Saved data entries:
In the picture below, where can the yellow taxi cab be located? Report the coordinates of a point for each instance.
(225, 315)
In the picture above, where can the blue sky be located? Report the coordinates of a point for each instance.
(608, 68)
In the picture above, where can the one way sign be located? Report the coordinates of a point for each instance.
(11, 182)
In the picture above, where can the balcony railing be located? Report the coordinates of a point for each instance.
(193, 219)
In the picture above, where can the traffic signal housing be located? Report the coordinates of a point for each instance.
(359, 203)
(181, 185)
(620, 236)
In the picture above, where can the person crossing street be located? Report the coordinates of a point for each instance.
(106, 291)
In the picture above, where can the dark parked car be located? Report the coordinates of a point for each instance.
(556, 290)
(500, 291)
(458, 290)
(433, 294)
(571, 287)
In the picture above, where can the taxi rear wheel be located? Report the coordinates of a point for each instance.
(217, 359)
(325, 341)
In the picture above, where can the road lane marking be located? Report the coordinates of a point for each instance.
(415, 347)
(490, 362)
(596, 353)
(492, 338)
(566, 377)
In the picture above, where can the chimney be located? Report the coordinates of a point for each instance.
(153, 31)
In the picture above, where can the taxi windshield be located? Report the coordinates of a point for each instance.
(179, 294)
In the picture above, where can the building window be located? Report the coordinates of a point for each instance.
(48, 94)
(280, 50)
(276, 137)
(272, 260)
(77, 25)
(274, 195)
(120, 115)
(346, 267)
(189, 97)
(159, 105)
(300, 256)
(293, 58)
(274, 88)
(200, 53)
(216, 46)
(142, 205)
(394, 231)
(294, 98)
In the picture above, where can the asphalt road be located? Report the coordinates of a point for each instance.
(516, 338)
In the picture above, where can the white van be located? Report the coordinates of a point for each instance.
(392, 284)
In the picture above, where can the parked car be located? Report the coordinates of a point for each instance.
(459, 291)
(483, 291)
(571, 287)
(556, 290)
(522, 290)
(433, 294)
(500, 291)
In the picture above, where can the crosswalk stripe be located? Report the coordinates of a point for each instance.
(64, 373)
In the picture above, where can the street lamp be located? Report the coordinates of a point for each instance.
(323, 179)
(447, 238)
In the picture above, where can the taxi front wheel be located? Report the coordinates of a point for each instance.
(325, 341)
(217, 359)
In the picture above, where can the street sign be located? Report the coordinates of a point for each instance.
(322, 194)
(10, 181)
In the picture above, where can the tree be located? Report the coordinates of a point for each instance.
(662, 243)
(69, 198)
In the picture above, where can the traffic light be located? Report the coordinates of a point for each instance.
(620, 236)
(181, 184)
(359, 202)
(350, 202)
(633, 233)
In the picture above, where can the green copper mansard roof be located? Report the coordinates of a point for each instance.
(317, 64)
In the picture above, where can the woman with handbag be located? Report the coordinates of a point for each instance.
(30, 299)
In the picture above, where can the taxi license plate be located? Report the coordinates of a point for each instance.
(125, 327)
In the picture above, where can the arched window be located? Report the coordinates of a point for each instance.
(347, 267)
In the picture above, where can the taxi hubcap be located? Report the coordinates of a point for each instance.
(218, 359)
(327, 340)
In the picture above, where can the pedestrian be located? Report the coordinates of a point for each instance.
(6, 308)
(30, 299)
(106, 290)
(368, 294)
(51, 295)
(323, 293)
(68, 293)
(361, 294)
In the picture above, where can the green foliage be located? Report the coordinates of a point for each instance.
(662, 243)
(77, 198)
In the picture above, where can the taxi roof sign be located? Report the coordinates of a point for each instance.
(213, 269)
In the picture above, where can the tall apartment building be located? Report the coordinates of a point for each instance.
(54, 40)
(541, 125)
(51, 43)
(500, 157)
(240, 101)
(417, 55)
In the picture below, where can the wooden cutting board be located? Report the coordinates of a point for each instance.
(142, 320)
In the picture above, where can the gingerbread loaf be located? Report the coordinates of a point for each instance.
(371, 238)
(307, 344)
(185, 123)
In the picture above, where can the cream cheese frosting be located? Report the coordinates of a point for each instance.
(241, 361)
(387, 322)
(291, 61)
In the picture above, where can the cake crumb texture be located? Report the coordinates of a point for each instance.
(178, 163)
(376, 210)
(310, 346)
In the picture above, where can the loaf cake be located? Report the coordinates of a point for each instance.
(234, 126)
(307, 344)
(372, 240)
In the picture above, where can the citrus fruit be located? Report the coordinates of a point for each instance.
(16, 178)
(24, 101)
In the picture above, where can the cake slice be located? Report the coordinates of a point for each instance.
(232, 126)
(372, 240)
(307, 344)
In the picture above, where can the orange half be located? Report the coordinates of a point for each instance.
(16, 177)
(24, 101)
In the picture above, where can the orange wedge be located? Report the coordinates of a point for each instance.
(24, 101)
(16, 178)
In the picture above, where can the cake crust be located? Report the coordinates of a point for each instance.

#### Challenge:
Can you output the whole listing above again, unchanged and line for line?

#### Output for this task:
In the picture below, where can the yellow taxi cab be located? Report the coordinates of a point for each instance.
(225, 315)
In the picture above, where can the blue sky be located? Report the coordinates of a point for each instance.
(608, 68)
In the picture above, where can the one way sign be located? Report the coordinates of a point for each instance.
(11, 182)
In the picture above, where can the balcony railing be located? Report the coordinates of a point for each instance.
(193, 219)
In the picture above, where can the traffic signal housing be located? Report the coordinates of a point for each instance.
(359, 203)
(181, 185)
(620, 236)
In the picture above, where can the person crossing street be located? Report the coordinates of a point for each instance.
(106, 291)
In the picture above, where can the dark parked car be located? Report the coordinates of a point for each instance.
(556, 290)
(500, 291)
(458, 290)
(433, 294)
(571, 287)
In the picture above, where can the taxi rear wheel be located? Report the coordinates of a point for each instance.
(217, 359)
(325, 341)
In the picture above, where can the road lane marking be located? Report the coordinates of a point for each instance.
(415, 347)
(490, 362)
(596, 353)
(492, 338)
(566, 377)
In the picture above, where can the chimney be located? Report the coordinates of a point for each instance.
(153, 31)
In the picture above, where can the taxi windshield be located? Report the coordinates of a point for each instance.
(179, 294)
In the picture above, where can the building window be located? Report the coordinates of a point for each instance.
(48, 94)
(280, 50)
(276, 137)
(272, 260)
(77, 25)
(274, 195)
(120, 115)
(346, 267)
(189, 97)
(159, 105)
(300, 256)
(293, 58)
(274, 88)
(200, 53)
(216, 46)
(142, 205)
(394, 231)
(294, 98)
In the picture above, where can the asphalt road be located? Report the coordinates of a point for each instance.
(516, 338)
In the picture above, where can the white van be located? Report the coordinates of a point for each instance.
(392, 284)
In the picture above, where can the parked car be located? Report the coordinates of a point for each instance.
(459, 291)
(483, 291)
(571, 287)
(556, 290)
(522, 290)
(433, 294)
(500, 291)
In the picture above, where can the crosswalk stripe be located? Report the coordinates of a point for each instance.
(64, 373)
In the picture above, where can the street lamp be located? Report the coordinates of a point for each instance.
(323, 179)
(447, 238)
In the picture above, where can the taxi front wheel be located? Report the coordinates of a point for each instance.
(325, 341)
(217, 359)
In the picture above, where can the street sign be located? Report the coordinates of a point for each instance.
(322, 194)
(10, 181)
In the picture above, where can the tree be located? Report the coordinates of a point for each instance.
(662, 243)
(69, 198)
In the picture above, where can the traffic light be located? Report the coordinates of a point for each instance.
(620, 236)
(181, 184)
(359, 202)
(350, 202)
(633, 233)
In the picture above, where can the green copper mansard roof be located? Report the coordinates of a point for each instance.
(317, 64)
In the picture above, where can the woman with handbag be located? Report the coordinates of a point for each instance.
(30, 299)
In the picture above, where can the taxi license plate be located? Report the coordinates of a point for each instance.
(125, 327)
In the picture above, where can the arched window be located? Report the coordinates of a point for each instance.
(347, 267)
In the picture above, where can the taxi hubcap be located? Report the coordinates of a point for each instance.
(218, 359)
(327, 340)
In the picture above, where can the pedestrian be located? Report the coordinates of a point for each instance.
(6, 308)
(30, 299)
(106, 290)
(368, 294)
(51, 295)
(323, 293)
(68, 293)
(361, 294)
In the picture above, where can the green foliage be located? Report the coordinates of a point for each instance.
(662, 243)
(77, 198)
In the picture above, where can the taxi roof sign be located? Report the coordinates of a point for each instance.
(213, 269)
In the picture above, where can the tall apartment building be located? Report the coordinates of a point for each instance.
(54, 40)
(541, 125)
(51, 43)
(500, 157)
(240, 101)
(417, 55)
In the picture below, where can the wooden cutting board be located? Report the coordinates of a point for each instance.
(142, 320)
In the picture above, where can the gingerbread loaf be located? Report the coordinates of a point for each instance.
(371, 238)
(307, 344)
(185, 123)
In the picture above, where can the cream cheese frosting be located? Report the coordinates of a point for each instance.
(241, 361)
(387, 322)
(291, 61)
In the picture above, where can the cake crumb texture be located? Report the coordinates of a point for each instance.
(178, 163)
(376, 210)
(310, 346)
In the picture above, where can the loaf cake be located? Report the coordinates of a point for each instance.
(234, 126)
(307, 344)
(372, 240)
In the picture above, where can the citrus fruit be located? Report the coordinates of a point for each instance.
(16, 178)
(24, 101)
In the picture above, where can the cake slice be located? Report the coordinates of a point for each instance.
(232, 126)
(372, 240)
(307, 344)
In the picture above, where can the orange half be located? Report the coordinates of a point for each instance.
(16, 177)
(24, 101)
In the picture above, where can the orange wedge be located? Report the coordinates of a point for each instance.
(24, 101)
(16, 178)
In the picture above, where can the cake crust be located? Report the coordinates of a point for each instance.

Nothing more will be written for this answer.